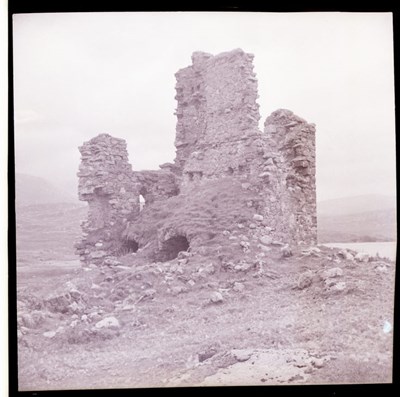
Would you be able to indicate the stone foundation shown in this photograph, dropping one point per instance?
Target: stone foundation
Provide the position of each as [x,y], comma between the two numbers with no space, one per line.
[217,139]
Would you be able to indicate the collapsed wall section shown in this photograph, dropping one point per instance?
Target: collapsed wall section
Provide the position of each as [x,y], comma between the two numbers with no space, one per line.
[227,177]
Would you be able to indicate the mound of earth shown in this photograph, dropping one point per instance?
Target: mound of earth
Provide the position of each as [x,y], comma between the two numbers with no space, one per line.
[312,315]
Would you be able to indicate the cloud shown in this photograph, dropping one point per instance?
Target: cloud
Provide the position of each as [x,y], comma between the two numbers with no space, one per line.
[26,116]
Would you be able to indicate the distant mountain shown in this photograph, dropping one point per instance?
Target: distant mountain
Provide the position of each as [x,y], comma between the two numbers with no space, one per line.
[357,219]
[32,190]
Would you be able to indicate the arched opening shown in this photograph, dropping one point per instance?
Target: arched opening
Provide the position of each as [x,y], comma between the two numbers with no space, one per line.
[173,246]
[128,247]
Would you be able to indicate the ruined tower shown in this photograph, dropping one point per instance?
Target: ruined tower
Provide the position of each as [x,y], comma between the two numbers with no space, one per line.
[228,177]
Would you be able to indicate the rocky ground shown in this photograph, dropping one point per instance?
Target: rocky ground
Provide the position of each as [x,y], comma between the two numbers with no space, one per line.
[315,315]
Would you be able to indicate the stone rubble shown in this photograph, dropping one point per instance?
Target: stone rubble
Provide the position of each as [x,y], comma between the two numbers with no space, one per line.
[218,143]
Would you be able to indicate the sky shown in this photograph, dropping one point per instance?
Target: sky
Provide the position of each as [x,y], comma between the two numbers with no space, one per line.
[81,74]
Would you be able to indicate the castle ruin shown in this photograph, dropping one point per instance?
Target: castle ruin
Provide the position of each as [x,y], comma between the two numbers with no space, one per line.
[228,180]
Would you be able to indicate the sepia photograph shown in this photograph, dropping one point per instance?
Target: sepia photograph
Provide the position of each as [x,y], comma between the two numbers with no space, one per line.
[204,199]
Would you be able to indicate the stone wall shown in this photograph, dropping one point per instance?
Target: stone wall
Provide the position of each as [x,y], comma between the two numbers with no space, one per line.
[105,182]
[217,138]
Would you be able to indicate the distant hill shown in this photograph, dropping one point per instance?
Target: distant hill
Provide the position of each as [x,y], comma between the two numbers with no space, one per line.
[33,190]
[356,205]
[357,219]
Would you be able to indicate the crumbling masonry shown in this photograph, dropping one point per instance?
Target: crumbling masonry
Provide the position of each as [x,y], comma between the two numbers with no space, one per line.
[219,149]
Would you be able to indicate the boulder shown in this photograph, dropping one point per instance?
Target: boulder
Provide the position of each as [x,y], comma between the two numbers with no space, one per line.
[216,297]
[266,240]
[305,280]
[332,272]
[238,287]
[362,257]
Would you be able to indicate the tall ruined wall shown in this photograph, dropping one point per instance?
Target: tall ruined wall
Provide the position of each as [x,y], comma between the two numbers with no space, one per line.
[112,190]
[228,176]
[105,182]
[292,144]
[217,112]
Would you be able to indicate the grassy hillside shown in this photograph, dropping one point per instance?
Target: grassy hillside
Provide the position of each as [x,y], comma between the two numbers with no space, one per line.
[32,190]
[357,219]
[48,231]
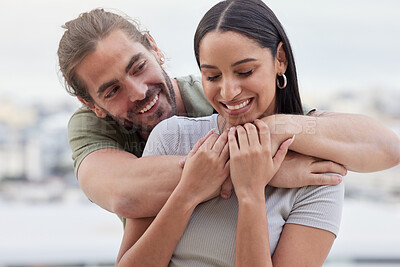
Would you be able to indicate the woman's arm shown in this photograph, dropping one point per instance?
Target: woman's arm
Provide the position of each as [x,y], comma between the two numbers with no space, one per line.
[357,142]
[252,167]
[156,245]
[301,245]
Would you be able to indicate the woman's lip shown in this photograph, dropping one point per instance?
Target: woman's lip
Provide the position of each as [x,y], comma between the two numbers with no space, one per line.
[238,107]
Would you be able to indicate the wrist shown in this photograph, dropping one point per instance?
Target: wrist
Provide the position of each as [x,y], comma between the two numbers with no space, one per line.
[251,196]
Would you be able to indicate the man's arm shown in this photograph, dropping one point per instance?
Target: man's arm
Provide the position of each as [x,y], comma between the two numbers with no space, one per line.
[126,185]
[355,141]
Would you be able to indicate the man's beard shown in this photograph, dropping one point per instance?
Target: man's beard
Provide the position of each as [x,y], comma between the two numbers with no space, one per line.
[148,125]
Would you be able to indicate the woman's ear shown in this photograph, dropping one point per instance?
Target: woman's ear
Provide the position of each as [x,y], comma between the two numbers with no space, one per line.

####################

• **WORK TO BE COMPLETED**
Print only the lines from the one with "Would you be able to indicate the wrist" to the end of the records, both included.

• **COMPLETE ANSWER**
Would you be able to indicate the wrist shown in this photograph, dropping one point per instance?
Target: wrist
Provide the position of each as [x,y], comma between the two numbers with no space, one per line.
[251,196]
Would you be able to indicate the man's arm shown in this photograph, dropping one point per instance?
Target: man's arm
Provide the position of each as [x,y], comma between the two numbers with no space, one per line.
[126,185]
[355,141]
Would you be able to indicate the man's beard shown in this photograph, dropping one point per instance?
Target: man's beard
Provide the position of each as [x,y], comma between the two numbers with no space, one per line.
[148,125]
Would you be able to indicate the woman's ear shown in this photograph, dropping one point per instance?
Target: woman's ear
Provide the position of each as [x,y], comma between the two numbers with no space, one per line.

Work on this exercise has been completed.